Dataset entries:
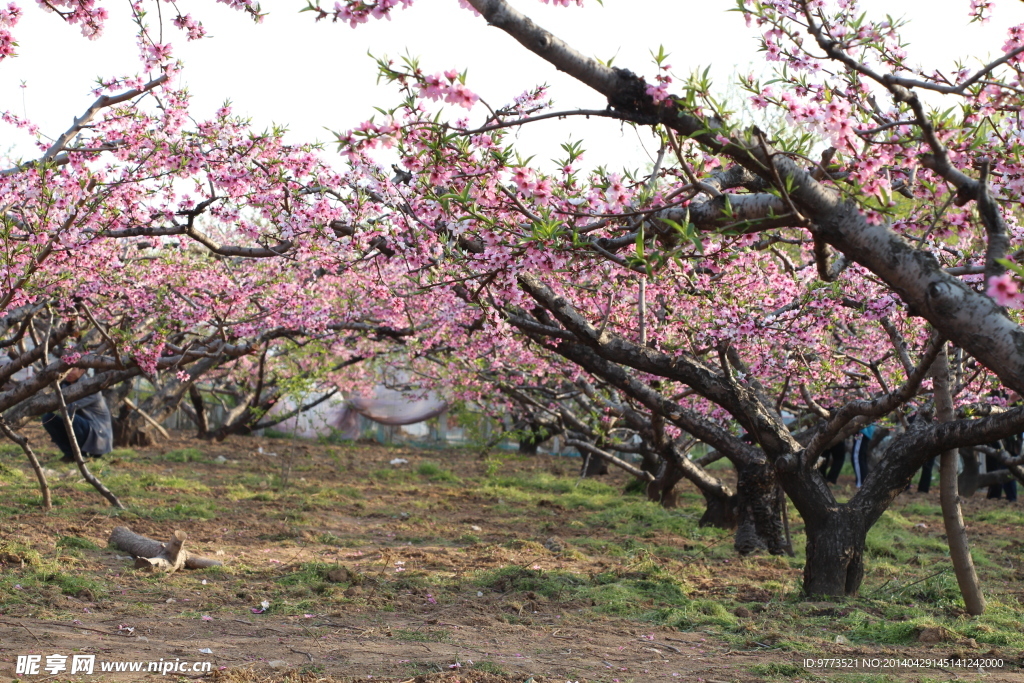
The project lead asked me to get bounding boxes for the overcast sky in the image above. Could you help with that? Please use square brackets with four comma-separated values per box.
[0, 0, 1024, 167]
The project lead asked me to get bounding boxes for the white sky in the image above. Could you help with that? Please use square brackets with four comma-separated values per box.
[0, 0, 1024, 167]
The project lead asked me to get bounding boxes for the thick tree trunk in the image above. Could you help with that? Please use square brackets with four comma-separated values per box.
[735, 463, 793, 555]
[804, 508, 867, 597]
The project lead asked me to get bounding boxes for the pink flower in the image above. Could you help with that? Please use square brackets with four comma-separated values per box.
[985, 272, 1022, 308]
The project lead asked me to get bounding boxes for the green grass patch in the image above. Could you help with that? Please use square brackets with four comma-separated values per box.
[391, 629, 452, 643]
[160, 449, 208, 463]
[416, 462, 459, 483]
[56, 536, 100, 550]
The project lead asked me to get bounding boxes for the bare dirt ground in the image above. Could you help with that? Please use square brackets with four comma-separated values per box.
[0, 434, 1024, 683]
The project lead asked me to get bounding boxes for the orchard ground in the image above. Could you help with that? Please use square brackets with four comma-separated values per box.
[0, 430, 1024, 683]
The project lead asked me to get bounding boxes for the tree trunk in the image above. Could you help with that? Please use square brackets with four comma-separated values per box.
[804, 508, 867, 597]
[108, 526, 221, 573]
[956, 449, 981, 498]
[734, 463, 793, 555]
[188, 384, 210, 438]
[932, 345, 985, 616]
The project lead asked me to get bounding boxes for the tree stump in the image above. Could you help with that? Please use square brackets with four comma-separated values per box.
[109, 526, 221, 573]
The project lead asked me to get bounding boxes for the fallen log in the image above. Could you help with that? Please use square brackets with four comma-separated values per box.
[109, 526, 221, 573]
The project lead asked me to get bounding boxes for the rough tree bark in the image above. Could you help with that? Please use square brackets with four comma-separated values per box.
[932, 348, 985, 616]
[108, 526, 221, 573]
[804, 505, 869, 596]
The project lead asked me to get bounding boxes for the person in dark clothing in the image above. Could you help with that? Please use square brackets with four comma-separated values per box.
[850, 425, 881, 488]
[43, 369, 114, 463]
[821, 441, 846, 483]
[921, 457, 935, 494]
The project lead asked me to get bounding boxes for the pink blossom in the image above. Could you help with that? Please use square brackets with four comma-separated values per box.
[985, 272, 1022, 308]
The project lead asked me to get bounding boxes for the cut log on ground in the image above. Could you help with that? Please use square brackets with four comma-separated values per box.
[109, 526, 221, 573]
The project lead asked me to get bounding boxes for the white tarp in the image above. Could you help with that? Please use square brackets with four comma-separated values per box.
[270, 385, 449, 439]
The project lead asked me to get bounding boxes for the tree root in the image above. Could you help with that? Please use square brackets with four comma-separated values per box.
[109, 526, 221, 573]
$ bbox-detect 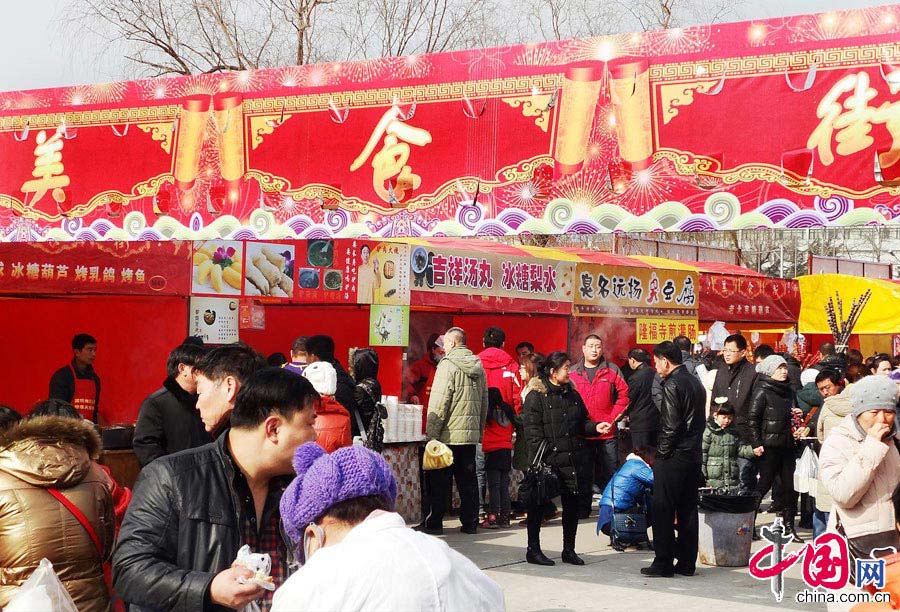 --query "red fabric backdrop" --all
[241,304,403,395]
[453,315,569,357]
[0,296,187,423]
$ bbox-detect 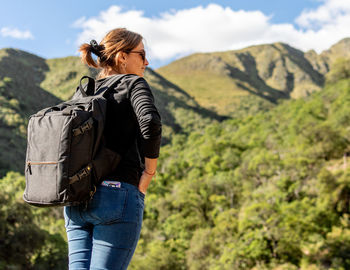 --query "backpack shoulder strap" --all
[95,74,125,97]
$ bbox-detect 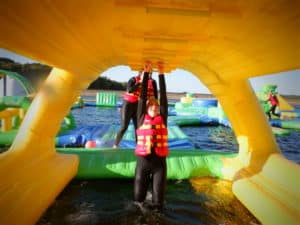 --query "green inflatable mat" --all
[57,148,237,179]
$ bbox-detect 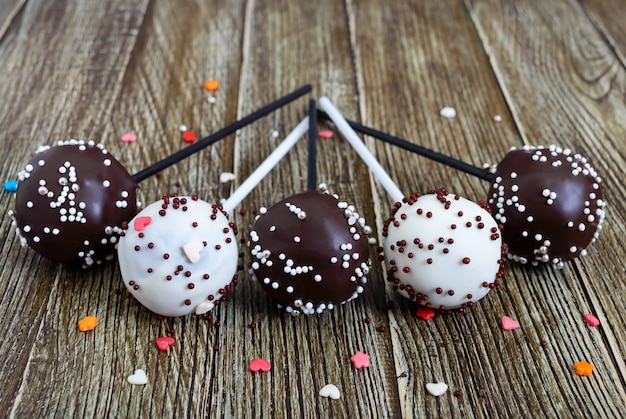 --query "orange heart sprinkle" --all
[78,316,98,332]
[204,80,220,92]
[574,361,594,375]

*What to produce*:
Convert the lines of the listing from the one containing "for the rough" through the one containing "[804, 505, 869, 596]", both included, into a Markdown table. Use a Row column numbering each line and a Line column holding its text, and leave out any blank lines.

*Written solution*:
| Row | Line |
|---|---|
| 1 | The project lead asked me to get bounding boxes for the rough tree bark in the image above. Could you help with that? Please use square brackets with four comma-separated values per box. |
| 2 | [932, 348, 985, 616] |
| 3 | [108, 526, 221, 573] |
| 4 | [804, 505, 869, 596] |